Provided text:
These leukemias have a number of particularities. They usually involve proliferation of poorly differentiated cells, and the most consistent cytogenetic anomaly is monosomy 7. They are often preceded by the emergence of an acquired somatic anomaly of the intracytoplasmic part of the G-CSF receptor CSF3R [200]. These mutations are not found in de novo acute myeloblastic or lymphoblastic leukemia [201] and have never been found in Shwachman Diamond disease, even though this entity is associated with a high risk of leukemic transformation.
Studies of patients with ELANE mutations show that the main risk factor for leukemic onset is the severity of neutropenia and not the nature of the ELANE mutation. Thus, the leukemic risk is very low or inexistent in cyclic neutropenia, while it is maximal in patients with permanent neutropenia below 0.1 G/l. However, several other factors are associated with severe neutropenia, such as infections and the use of G-CSF, especially at high doses (> 15 μg/kg/day) and for long periods[21].
The link between intracytoplasmic G-CSF receptor defects, often observed in these patients before and during malignant transformation[202, 203], and monosomy 7 is not known. In contrast, blast cell lineages harboring monosomy 7 are particularly sensitive to G-CSF, which selects cells carrying this anomaly [204]. The absence of any direct oncogenic effect of ELANE mutations and the impact of both the severity of neutropenia (that strongly modifies bone marrow homeostasis and leads to compensatory hyperstimulation of the monocyte lineage) and high doses of G-CSF suggests that long-term bone marrow stimulation can be responsible for leukemic transformation. The leukemic risk in patients receiving the highest doses of G-CSF may warrant HSCT [21, 182, 189].
Evaluation of the risk factors of secondary leukemia with patient registries
The number of reported cases of leukemia and myelodysplasia in patients with severe congenital neutropenia has increased markedly in recent years, since the advent of G-CSF [6, 7, 205–210] relative to the pre-G-CSF era [192–194]. Numerous cases have been described in patients with Shwachman-Diamond syndrome, both before the advent of G-CSF and also in patients not receiving this drug [60, 211–213], whereas few have been reported in patients receiving G-CSF. However, this syndrome is rarely treated with G-CSF.

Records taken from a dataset
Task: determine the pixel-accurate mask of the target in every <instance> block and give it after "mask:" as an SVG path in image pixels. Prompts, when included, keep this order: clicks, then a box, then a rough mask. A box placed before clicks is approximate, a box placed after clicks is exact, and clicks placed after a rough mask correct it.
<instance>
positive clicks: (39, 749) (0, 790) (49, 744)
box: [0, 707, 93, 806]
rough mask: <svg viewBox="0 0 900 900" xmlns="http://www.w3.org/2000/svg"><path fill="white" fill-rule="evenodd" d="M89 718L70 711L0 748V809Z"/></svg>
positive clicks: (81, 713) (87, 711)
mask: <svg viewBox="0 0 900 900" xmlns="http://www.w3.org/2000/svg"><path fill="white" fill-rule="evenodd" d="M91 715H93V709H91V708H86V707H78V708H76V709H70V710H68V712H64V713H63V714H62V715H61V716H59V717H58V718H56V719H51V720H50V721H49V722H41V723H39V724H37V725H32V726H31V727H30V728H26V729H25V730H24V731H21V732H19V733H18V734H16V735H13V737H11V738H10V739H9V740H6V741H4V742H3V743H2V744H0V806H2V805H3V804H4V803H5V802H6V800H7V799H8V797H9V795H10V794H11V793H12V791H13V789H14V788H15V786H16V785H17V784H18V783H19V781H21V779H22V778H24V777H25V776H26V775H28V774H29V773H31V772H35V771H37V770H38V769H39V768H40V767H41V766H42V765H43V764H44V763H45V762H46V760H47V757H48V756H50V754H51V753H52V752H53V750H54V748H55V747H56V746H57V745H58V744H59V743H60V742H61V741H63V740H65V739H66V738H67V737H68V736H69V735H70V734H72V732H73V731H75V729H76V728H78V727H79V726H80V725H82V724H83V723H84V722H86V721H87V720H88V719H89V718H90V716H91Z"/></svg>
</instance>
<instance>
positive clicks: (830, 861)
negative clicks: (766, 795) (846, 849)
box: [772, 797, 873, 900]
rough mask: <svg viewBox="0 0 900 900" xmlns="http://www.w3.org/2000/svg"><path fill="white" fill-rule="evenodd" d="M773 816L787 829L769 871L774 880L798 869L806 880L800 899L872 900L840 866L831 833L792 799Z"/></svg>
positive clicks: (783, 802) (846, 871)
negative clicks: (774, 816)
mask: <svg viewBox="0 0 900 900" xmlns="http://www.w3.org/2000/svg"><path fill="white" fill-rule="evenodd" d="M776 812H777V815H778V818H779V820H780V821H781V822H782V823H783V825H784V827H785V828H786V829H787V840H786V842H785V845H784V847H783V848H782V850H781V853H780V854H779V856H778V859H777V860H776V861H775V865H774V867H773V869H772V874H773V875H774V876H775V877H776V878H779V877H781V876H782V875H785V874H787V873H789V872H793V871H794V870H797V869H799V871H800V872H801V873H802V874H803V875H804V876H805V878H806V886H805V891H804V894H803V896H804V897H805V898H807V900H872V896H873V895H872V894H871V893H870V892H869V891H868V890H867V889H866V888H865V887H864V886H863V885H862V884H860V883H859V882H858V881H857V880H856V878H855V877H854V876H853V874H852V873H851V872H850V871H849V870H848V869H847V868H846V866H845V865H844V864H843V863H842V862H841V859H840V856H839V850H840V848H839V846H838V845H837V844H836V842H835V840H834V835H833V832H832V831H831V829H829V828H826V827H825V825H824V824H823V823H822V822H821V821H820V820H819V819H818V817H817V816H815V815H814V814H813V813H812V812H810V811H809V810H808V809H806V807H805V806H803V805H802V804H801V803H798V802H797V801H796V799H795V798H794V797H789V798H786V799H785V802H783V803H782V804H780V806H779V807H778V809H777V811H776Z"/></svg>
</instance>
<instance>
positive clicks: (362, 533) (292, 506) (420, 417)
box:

* * *

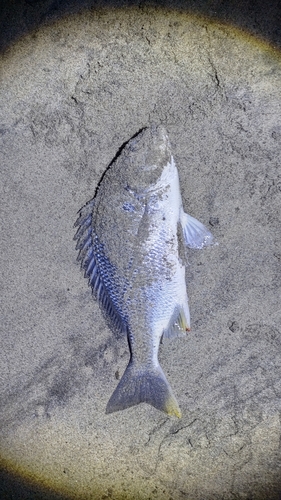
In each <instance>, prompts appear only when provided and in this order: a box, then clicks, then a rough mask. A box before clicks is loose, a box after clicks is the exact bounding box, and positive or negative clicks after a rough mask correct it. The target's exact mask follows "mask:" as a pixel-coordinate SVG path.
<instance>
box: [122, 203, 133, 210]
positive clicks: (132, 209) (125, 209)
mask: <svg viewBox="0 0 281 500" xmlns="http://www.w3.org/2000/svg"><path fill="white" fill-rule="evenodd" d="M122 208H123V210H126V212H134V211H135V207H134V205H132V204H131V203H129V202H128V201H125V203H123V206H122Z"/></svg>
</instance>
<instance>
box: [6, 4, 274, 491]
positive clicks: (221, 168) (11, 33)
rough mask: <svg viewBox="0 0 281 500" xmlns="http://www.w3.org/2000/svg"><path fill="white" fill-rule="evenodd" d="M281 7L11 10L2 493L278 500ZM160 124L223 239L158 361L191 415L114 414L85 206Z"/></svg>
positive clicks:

...

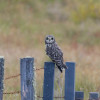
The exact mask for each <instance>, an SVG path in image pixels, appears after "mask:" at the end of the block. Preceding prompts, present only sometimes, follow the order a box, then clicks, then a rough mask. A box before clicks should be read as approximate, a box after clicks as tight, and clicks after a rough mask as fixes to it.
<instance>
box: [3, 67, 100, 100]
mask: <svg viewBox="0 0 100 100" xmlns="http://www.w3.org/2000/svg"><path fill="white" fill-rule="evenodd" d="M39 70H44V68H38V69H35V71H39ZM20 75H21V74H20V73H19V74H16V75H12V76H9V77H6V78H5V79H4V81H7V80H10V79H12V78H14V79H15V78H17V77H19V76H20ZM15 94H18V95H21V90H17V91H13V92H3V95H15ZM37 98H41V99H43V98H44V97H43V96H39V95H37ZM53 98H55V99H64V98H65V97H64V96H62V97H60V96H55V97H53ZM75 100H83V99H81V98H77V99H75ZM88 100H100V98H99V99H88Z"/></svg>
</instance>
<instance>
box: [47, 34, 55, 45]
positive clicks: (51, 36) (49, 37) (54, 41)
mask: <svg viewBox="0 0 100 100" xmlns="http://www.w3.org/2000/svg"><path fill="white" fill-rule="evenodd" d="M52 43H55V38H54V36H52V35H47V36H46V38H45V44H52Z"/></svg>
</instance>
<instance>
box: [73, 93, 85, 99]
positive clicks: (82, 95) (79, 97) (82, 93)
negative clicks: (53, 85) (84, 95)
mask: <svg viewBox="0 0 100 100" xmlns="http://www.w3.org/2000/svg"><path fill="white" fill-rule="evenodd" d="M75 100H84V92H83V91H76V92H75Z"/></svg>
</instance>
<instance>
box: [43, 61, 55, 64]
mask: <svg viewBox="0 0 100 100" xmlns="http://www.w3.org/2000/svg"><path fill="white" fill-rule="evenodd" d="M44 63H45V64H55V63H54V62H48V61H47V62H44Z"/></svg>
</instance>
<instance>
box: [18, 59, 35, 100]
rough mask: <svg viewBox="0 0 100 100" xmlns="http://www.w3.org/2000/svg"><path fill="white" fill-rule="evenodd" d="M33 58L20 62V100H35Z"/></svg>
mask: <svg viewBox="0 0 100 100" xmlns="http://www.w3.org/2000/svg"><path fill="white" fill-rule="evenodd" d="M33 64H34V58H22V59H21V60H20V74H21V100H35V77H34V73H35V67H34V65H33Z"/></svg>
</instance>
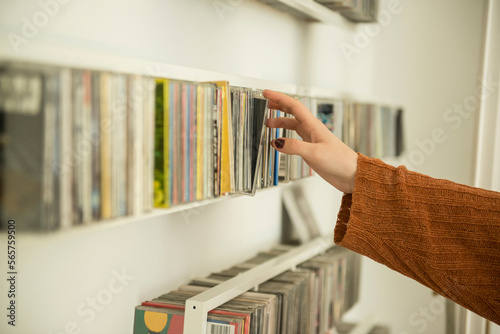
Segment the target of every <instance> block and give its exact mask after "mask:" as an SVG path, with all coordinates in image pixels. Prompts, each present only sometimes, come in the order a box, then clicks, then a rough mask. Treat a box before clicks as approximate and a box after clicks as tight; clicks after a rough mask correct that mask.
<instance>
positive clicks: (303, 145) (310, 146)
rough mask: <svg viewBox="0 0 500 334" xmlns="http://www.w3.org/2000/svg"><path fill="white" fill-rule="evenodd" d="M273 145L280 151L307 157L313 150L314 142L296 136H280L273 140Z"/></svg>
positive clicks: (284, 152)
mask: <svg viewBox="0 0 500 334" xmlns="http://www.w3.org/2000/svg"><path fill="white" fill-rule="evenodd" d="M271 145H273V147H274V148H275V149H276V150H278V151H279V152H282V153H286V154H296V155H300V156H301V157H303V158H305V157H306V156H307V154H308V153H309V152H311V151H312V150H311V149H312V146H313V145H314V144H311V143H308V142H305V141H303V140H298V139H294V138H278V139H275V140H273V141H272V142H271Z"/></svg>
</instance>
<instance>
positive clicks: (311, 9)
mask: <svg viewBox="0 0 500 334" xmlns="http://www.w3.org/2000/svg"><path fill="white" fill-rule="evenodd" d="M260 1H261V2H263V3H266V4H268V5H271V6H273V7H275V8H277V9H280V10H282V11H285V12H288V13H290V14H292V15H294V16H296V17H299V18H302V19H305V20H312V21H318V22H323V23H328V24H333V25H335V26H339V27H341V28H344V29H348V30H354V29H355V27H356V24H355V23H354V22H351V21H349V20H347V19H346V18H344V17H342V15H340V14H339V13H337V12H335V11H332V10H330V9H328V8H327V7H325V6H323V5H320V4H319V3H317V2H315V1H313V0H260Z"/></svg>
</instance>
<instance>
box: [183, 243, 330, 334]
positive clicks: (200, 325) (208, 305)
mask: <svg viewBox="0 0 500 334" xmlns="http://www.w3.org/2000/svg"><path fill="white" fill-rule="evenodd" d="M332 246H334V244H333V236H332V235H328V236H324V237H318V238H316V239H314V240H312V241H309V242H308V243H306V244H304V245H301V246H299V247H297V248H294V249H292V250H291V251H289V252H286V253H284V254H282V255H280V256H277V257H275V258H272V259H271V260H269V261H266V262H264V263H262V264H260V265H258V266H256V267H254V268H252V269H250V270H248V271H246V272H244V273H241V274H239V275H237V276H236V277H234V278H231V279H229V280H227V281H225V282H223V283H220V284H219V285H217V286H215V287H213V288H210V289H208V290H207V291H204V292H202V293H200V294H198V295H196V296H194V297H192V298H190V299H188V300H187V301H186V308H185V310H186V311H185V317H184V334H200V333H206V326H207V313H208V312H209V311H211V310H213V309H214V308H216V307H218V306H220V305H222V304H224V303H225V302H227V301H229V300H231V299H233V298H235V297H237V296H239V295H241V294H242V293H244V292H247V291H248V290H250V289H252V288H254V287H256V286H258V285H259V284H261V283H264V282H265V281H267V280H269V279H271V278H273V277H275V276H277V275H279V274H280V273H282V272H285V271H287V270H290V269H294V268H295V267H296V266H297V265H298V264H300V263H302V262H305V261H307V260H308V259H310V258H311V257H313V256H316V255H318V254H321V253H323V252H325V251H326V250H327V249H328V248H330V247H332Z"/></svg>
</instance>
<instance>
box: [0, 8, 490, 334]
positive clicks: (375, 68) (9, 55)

Problem: Continue the text on leukemic risk in severe congenital neutropenia, starting after its last sentence.

Exercise response:
Reviews of the literature provide less reliable information on this adverse effect than patient registries, which can be used to calculate and to compare the risk.
The risk of leukemia and myelodysplasia has been studied in the French registry [21]. Factors favoring malignant transformation included disease-related factors and G-CSF exposure. Disease-related factors comprise the type of neutropenia as myelodysplasia and leukemia are observed only in patients with severe congenital neutropenia or Shwachman Diamond syndrome, the severity of neutropenia (i.e. the number and severity of infections), the degree of neutropenia, and the level of bone marrow myeloid arrest. Two characteristics of G-CSF exposure are significantly linked to the risk of leukemic transformation: the cumulative dose and the mean dose per injection. The cumulative duration of G-CSF exposure and the length of post-treatment follow-up are not associated with an increased risk. No threshold of exposure below which G-CSF does not increase the leukemic risk has been identified. In addition, the small size of this sample rules out firm conclusions, but patients requiring more than 10 μg/kg per injection and who receive a cumulative dose of more than 10 000 μg/kg, clearly have an increased risk of malignant transformation.
Initial publications from the international registry did not examine the link between the intensity of G-CSF exposure and the leukemic risk [6, 7], but more recent analyses have shown an increase in the risk of leukemia among patients receiving the highest doses [189, 214].
A relation between G-CSF exposure and secondary myelodysplasia and leukemia have been obtained in cohort studies of patients with bone marrow aplasia [215, 216] and breast cancer [217–219], showing that G-CSF has a leukemogenic effect in situations clearly distinct from congenital neutropenia.
Monitoring of the leukemic risk
This leukemic risk warrants close patient monitoring, especially when high doses of G-CSF are used. Repeated blood cell counts are required to detect anemia or thrombocytopenia, which may necessitate bone marrow sampling.
The place of routine bone marrow sampling is more controversial. Intracytoplasmic G-CSF- receptor mutations correlate with the appearance of leukemic clones, which can also be detected by cytogenetic examination with the FISH technique.
Conclusion on the leukemic risk of G-CSF therapy
Although the data are somewhat fragmentary and heterogeneous, several clinical studies suggest that G-CSF exposure beyond a certain threshold can be leukemogenic in patents with disorders known to favor leukemic transformation. The precise threshold dose at which this effect emerges cannot be determined, as it is not mentioned in most studies.
Lessons from congenital neutropenia and perspectives
Knowledge of the molecular bases of congenital neutropenia provides important information on two aspects of myeloid differentiation.
How congenital neutropenia contribute to understand dynamics of granulopoeisis?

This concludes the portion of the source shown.